▶ **Directions for this task**: Copy the items word for word, from the line containing "Target: pink basketball shoe" through the line containing "(1018, 323)", including both of those lines. Leave the pictures out of your copy.

○ ○ ○

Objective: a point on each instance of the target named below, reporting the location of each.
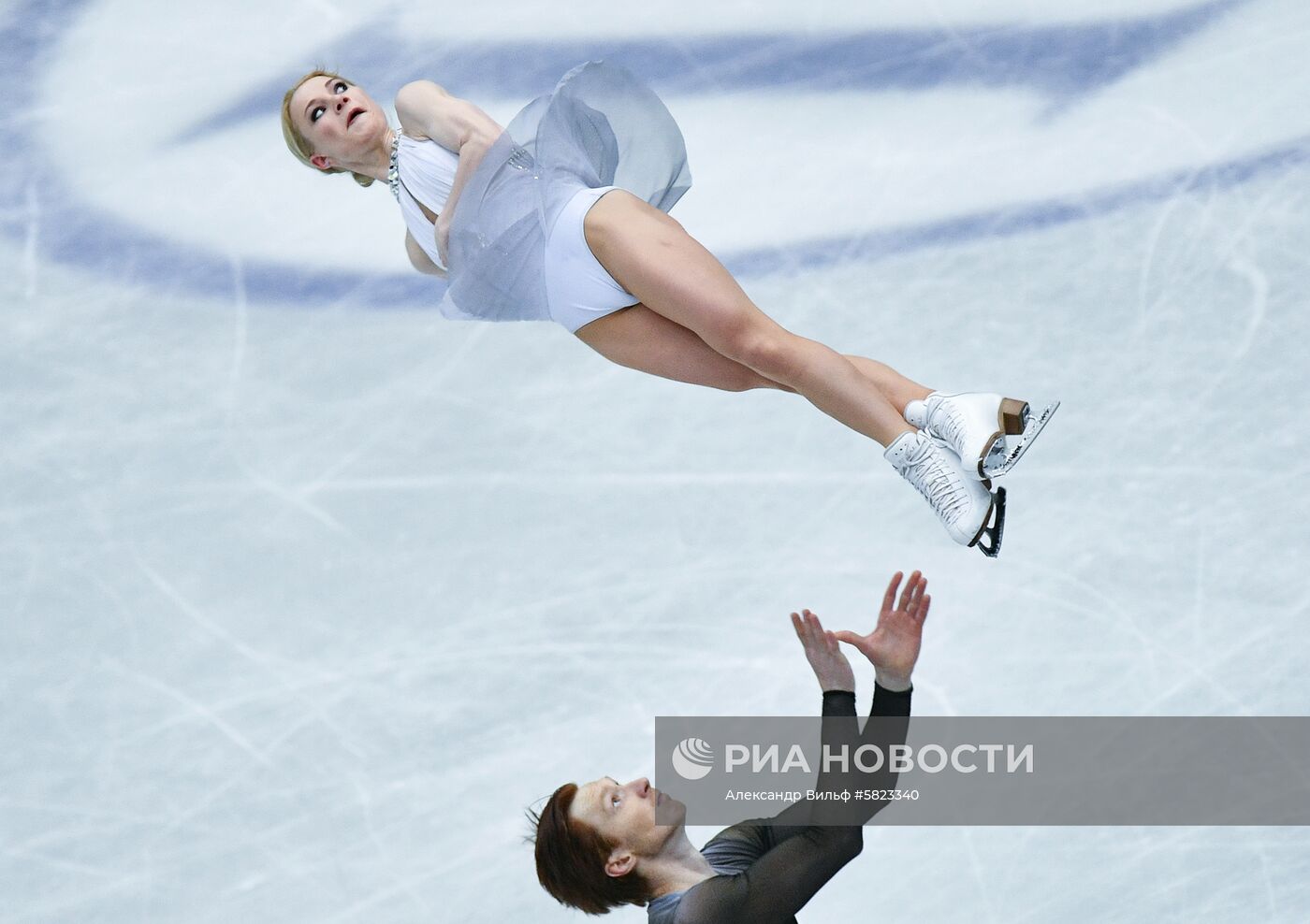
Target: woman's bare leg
(641, 339)
(897, 389)
(650, 255)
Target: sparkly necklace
(393, 174)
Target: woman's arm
(456, 124)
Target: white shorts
(578, 287)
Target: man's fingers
(920, 586)
(890, 597)
(910, 590)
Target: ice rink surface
(307, 593)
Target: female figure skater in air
(604, 845)
(562, 218)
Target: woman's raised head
(303, 110)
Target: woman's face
(625, 815)
(338, 120)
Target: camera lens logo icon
(693, 758)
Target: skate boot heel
(1014, 416)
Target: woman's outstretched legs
(650, 255)
(641, 339)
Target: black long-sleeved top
(769, 868)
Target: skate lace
(949, 423)
(934, 479)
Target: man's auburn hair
(572, 858)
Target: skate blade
(993, 533)
(1004, 455)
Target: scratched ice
(307, 593)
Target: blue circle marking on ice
(693, 758)
(1064, 63)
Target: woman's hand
(893, 647)
(824, 655)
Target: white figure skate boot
(963, 504)
(988, 432)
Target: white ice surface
(300, 606)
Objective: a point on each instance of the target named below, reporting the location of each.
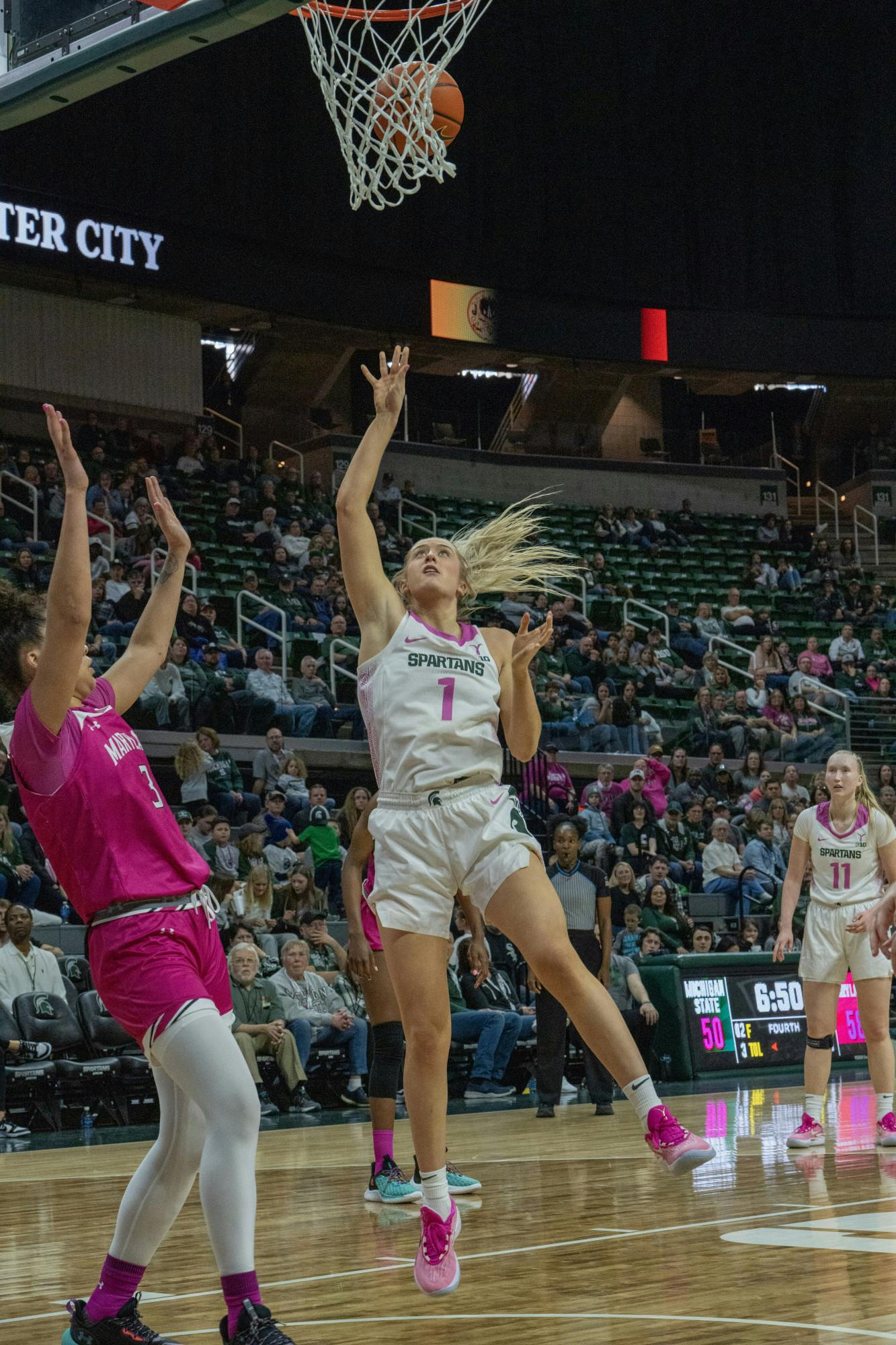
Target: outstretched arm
(69, 594)
(374, 601)
(150, 642)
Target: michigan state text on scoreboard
(739, 1012)
(749, 1020)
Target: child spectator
(628, 939)
(252, 852)
(292, 783)
(639, 839)
(221, 853)
(323, 841)
(192, 769)
(282, 859)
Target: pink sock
(237, 1289)
(384, 1141)
(119, 1282)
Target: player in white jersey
(432, 689)
(850, 844)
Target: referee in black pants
(585, 900)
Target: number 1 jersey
(430, 701)
(106, 828)
(845, 868)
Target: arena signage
(48, 231)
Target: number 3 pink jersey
(845, 868)
(103, 822)
(431, 707)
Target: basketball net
(353, 48)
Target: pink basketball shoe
(677, 1148)
(887, 1132)
(436, 1270)
(807, 1135)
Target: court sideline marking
(509, 1252)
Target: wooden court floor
(577, 1235)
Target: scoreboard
(756, 1019)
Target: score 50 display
(747, 1019)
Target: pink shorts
(146, 968)
(370, 926)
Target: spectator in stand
(844, 646)
(25, 969)
(725, 875)
(561, 796)
(678, 845)
(315, 1017)
(311, 689)
(764, 857)
(326, 954)
(639, 840)
(631, 797)
(18, 880)
(192, 767)
(221, 853)
(658, 915)
(259, 1027)
(819, 662)
(323, 841)
(610, 789)
(736, 615)
(270, 687)
(627, 720)
(354, 805)
(766, 660)
(165, 697)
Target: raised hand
(526, 644)
(71, 465)
(389, 389)
(174, 531)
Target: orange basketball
(400, 87)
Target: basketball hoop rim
(400, 15)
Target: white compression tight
(209, 1125)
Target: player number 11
(840, 871)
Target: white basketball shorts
(432, 845)
(829, 952)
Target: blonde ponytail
(499, 556)
(864, 793)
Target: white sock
(435, 1192)
(814, 1104)
(642, 1096)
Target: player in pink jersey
(434, 689)
(368, 962)
(153, 939)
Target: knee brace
(389, 1052)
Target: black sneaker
(33, 1051)
(123, 1330)
(256, 1327)
(303, 1102)
(9, 1130)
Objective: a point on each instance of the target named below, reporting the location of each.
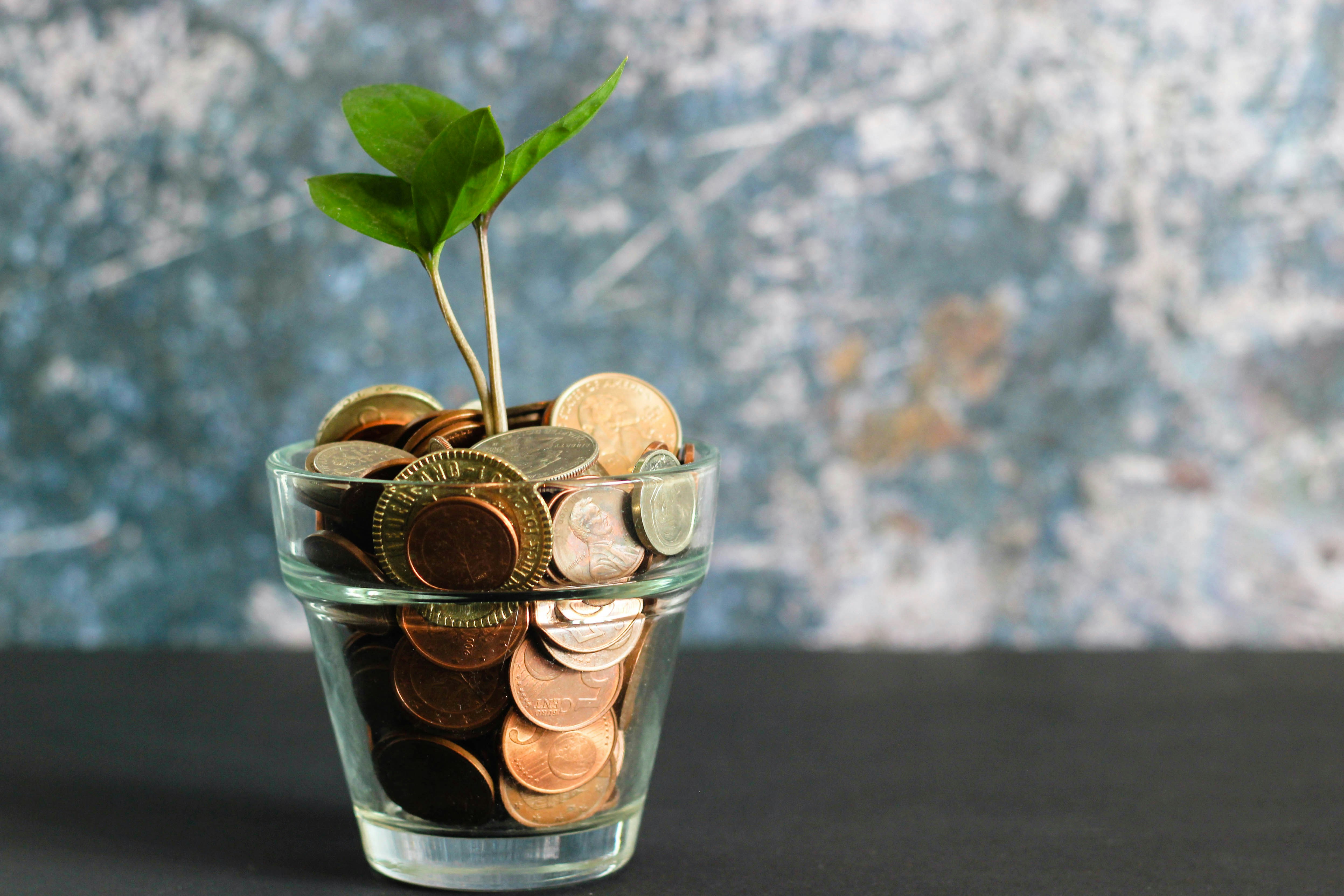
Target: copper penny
(462, 545)
(550, 811)
(377, 405)
(623, 413)
(556, 698)
(435, 780)
(448, 699)
(462, 648)
(553, 762)
(338, 555)
(596, 660)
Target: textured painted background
(1021, 323)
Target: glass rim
(279, 463)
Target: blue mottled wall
(1018, 323)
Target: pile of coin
(483, 713)
(440, 507)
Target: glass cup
(495, 739)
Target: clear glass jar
(525, 761)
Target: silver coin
(663, 510)
(591, 539)
(597, 660)
(544, 452)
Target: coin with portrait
(592, 541)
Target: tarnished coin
(553, 762)
(663, 507)
(460, 648)
(544, 452)
(468, 616)
(463, 473)
(579, 637)
(623, 413)
(338, 555)
(592, 541)
(553, 612)
(371, 406)
(435, 780)
(459, 702)
(556, 698)
(596, 660)
(550, 811)
(462, 545)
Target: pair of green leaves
(450, 163)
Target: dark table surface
(780, 773)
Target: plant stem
(431, 263)
(492, 340)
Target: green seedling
(450, 170)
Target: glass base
(499, 863)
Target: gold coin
(444, 475)
(623, 413)
(392, 405)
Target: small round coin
(466, 649)
(597, 660)
(663, 508)
(459, 702)
(623, 413)
(462, 545)
(553, 762)
(389, 403)
(591, 538)
(544, 452)
(463, 473)
(550, 811)
(556, 698)
(435, 780)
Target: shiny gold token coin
(392, 405)
(623, 413)
(447, 475)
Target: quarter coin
(459, 702)
(544, 452)
(623, 413)
(370, 406)
(460, 648)
(554, 762)
(435, 780)
(556, 698)
(596, 660)
(592, 541)
(550, 811)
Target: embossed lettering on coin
(623, 413)
(445, 698)
(591, 538)
(544, 452)
(557, 698)
(466, 649)
(553, 762)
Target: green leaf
(526, 155)
(397, 123)
(374, 205)
(458, 176)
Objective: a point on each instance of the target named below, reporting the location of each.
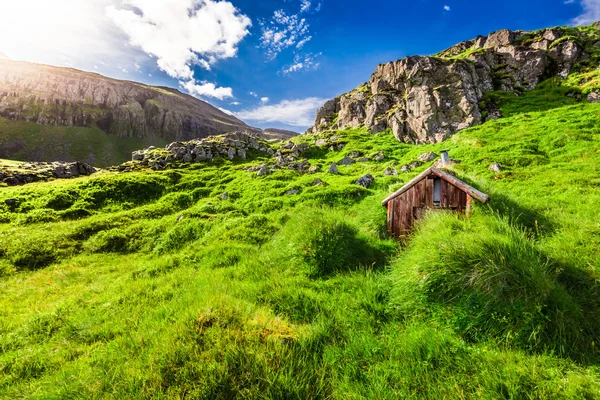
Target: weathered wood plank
(429, 192)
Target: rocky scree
(23, 173)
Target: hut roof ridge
(470, 190)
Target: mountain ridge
(95, 105)
(427, 99)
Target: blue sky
(270, 63)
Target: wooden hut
(431, 190)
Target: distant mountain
(91, 105)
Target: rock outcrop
(230, 146)
(428, 99)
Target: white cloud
(226, 111)
(283, 31)
(206, 89)
(181, 33)
(307, 62)
(61, 31)
(290, 112)
(590, 14)
(305, 6)
(115, 35)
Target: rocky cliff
(428, 99)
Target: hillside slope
(95, 105)
(211, 280)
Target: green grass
(148, 285)
(59, 143)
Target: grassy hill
(149, 285)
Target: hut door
(419, 212)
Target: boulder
(263, 171)
(366, 180)
(495, 167)
(313, 169)
(390, 172)
(428, 157)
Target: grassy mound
(488, 281)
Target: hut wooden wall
(412, 205)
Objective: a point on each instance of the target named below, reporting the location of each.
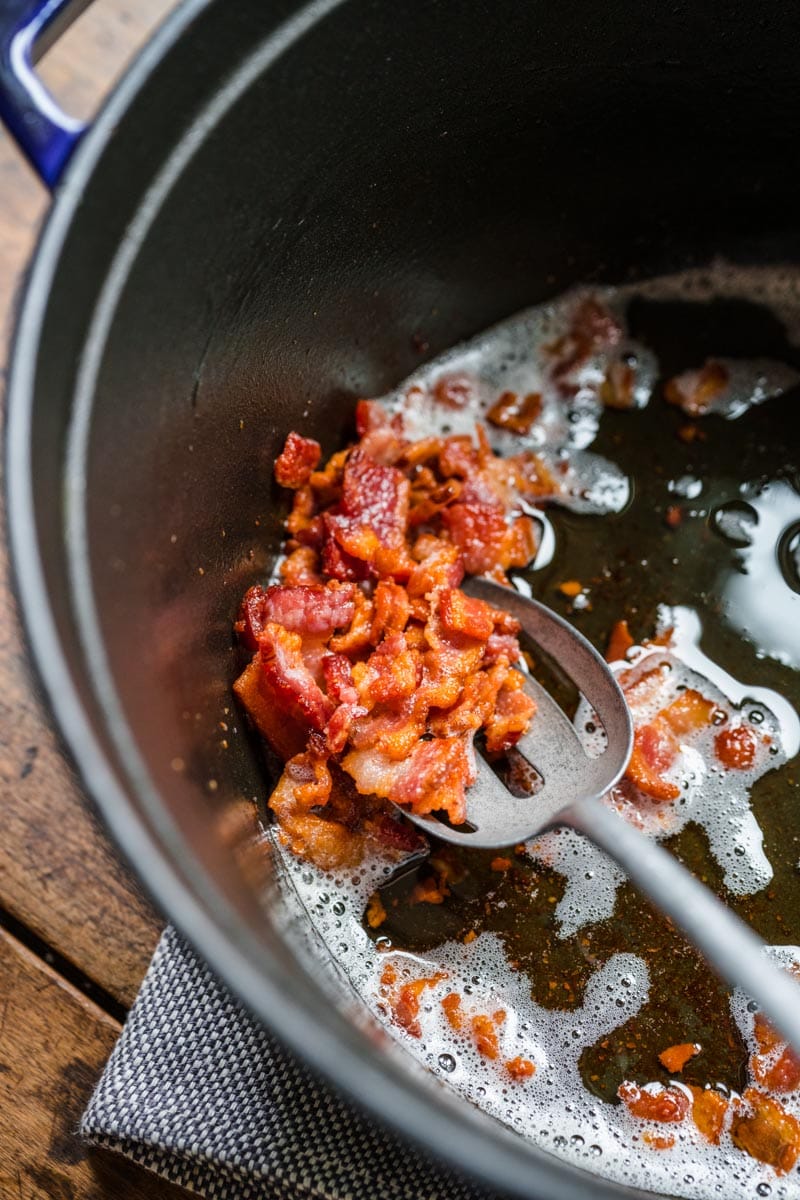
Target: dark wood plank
(58, 874)
(53, 1044)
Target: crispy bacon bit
(735, 747)
(657, 1140)
(571, 588)
(656, 744)
(617, 389)
(296, 461)
(286, 735)
(376, 911)
(521, 1068)
(405, 1003)
(709, 1111)
(696, 390)
(776, 1065)
(619, 643)
(300, 567)
(465, 615)
(452, 1011)
(668, 1104)
(312, 610)
(591, 328)
(368, 645)
(485, 1033)
(289, 679)
(516, 413)
(765, 1131)
(674, 1059)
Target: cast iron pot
(275, 210)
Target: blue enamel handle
(42, 130)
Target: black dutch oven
(275, 210)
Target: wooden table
(76, 933)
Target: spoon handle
(728, 945)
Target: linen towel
(197, 1091)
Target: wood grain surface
(62, 887)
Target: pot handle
(44, 133)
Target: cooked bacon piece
(432, 779)
(735, 747)
(428, 891)
(371, 520)
(656, 744)
(370, 415)
(674, 1059)
(300, 567)
(619, 643)
(709, 1111)
(391, 731)
(657, 1140)
(501, 646)
(516, 413)
(395, 832)
(314, 610)
(591, 328)
(776, 1072)
(283, 733)
(296, 461)
(765, 1131)
(306, 784)
(391, 607)
(453, 391)
(655, 749)
(480, 532)
(512, 714)
(405, 1005)
(391, 673)
(617, 389)
(695, 391)
(465, 615)
(476, 706)
(521, 1068)
(304, 523)
(668, 1105)
(356, 637)
(386, 663)
(439, 564)
(487, 541)
(376, 912)
(379, 435)
(452, 1009)
(485, 1032)
(289, 679)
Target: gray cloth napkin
(197, 1091)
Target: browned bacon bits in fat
(373, 671)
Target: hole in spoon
(517, 774)
(463, 827)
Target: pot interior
(296, 208)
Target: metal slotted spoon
(571, 786)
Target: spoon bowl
(570, 793)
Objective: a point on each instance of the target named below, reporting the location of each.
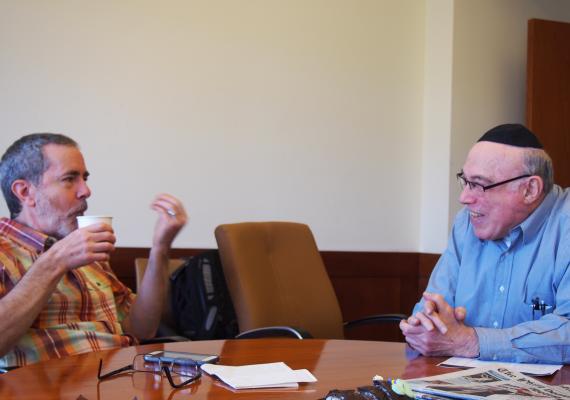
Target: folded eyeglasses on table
(179, 372)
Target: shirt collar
(25, 236)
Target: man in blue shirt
(501, 289)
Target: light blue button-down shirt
(496, 281)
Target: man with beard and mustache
(501, 289)
(58, 295)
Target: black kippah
(513, 135)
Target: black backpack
(201, 304)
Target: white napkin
(271, 375)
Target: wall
(344, 115)
(489, 69)
(250, 110)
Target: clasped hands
(439, 329)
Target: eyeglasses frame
(164, 368)
(461, 177)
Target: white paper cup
(86, 220)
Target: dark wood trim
(366, 283)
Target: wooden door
(548, 91)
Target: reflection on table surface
(337, 364)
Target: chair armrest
(275, 331)
(375, 319)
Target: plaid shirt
(83, 314)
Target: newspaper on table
(486, 383)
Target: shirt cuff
(494, 344)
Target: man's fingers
(460, 313)
(425, 321)
(429, 307)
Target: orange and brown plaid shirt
(83, 314)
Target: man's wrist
(472, 347)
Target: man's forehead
(62, 159)
(489, 159)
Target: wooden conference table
(337, 364)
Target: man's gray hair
(24, 159)
(538, 162)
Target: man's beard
(55, 222)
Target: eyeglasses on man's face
(477, 187)
(180, 372)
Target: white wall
(306, 110)
(489, 68)
(351, 116)
(475, 79)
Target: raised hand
(171, 218)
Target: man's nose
(84, 191)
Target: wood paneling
(548, 91)
(366, 283)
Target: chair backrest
(276, 276)
(173, 264)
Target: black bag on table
(201, 304)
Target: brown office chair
(167, 326)
(276, 276)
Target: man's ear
(533, 189)
(25, 192)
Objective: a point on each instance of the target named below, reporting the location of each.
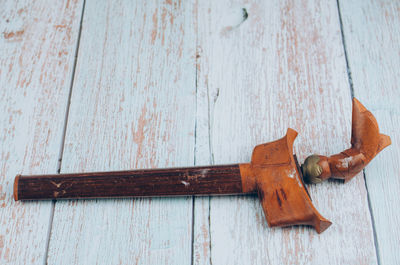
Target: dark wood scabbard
(210, 180)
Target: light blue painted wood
(284, 66)
(132, 106)
(37, 45)
(372, 35)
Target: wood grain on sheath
(135, 183)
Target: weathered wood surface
(132, 106)
(181, 84)
(37, 47)
(282, 66)
(372, 37)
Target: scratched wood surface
(282, 66)
(372, 36)
(37, 46)
(171, 83)
(132, 106)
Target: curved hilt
(366, 143)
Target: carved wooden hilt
(366, 143)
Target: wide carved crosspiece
(273, 174)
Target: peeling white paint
(346, 161)
(185, 183)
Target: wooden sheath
(210, 180)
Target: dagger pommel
(366, 143)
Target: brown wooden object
(366, 143)
(273, 173)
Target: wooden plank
(132, 106)
(37, 44)
(264, 66)
(371, 30)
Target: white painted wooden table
(108, 85)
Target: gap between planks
(64, 130)
(352, 96)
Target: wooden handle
(214, 180)
(366, 143)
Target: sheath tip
(16, 180)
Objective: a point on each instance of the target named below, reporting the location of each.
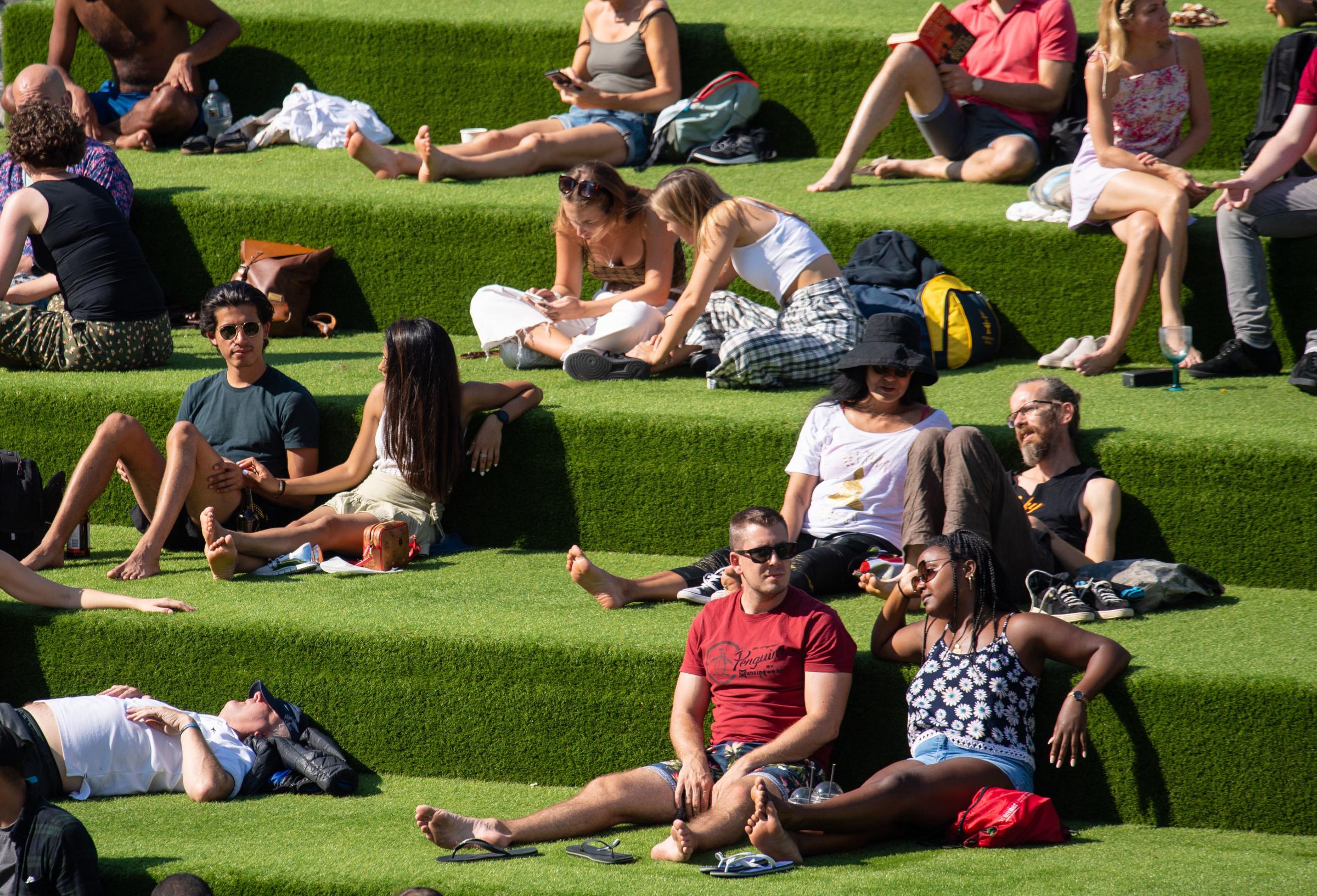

○ ○ ○

▶ **Exercise answer**:
Target: pink basketball shoe
(677, 1148)
(887, 1132)
(436, 1270)
(807, 1135)
Target: court sideline marking
(509, 1252)
Target: wooden court floor
(577, 1235)
Target: scoreboard
(756, 1019)
Target: score 50 display
(747, 1019)
Target: pink shorts
(146, 968)
(370, 926)
Target: spectator in stand
(844, 646)
(25, 969)
(725, 875)
(561, 796)
(678, 845)
(315, 1017)
(311, 689)
(764, 857)
(326, 954)
(639, 840)
(631, 797)
(18, 880)
(192, 767)
(221, 853)
(658, 915)
(259, 1027)
(819, 662)
(323, 841)
(610, 789)
(736, 615)
(270, 687)
(627, 720)
(354, 805)
(766, 660)
(165, 697)
Target: raised hand
(526, 644)
(71, 465)
(389, 389)
(174, 531)
Target: orange basketball
(400, 87)
Target: basketball hoop rim
(400, 15)
Target: white compression tight
(209, 1125)
Target: player number 11
(840, 871)
Target: white basketball shorts
(432, 845)
(829, 952)
Target: blonde ponytail
(499, 556)
(864, 793)
Target: white sock
(435, 1192)
(814, 1104)
(642, 1096)
Target: player in pink jersey
(434, 689)
(368, 962)
(153, 939)
Target: knee brace
(389, 1052)
Target: black sneaker
(33, 1051)
(123, 1330)
(256, 1327)
(303, 1102)
(9, 1130)
Objective: a point on each instance of the target named below, reporting the location of each.
Target: copper penny
(462, 545)
(550, 811)
(377, 405)
(623, 413)
(556, 698)
(435, 780)
(448, 699)
(462, 648)
(553, 762)
(338, 555)
(596, 660)
Target: textured painted background
(1021, 323)
Target: glass rim
(279, 463)
Target: blue mottled wall
(1018, 323)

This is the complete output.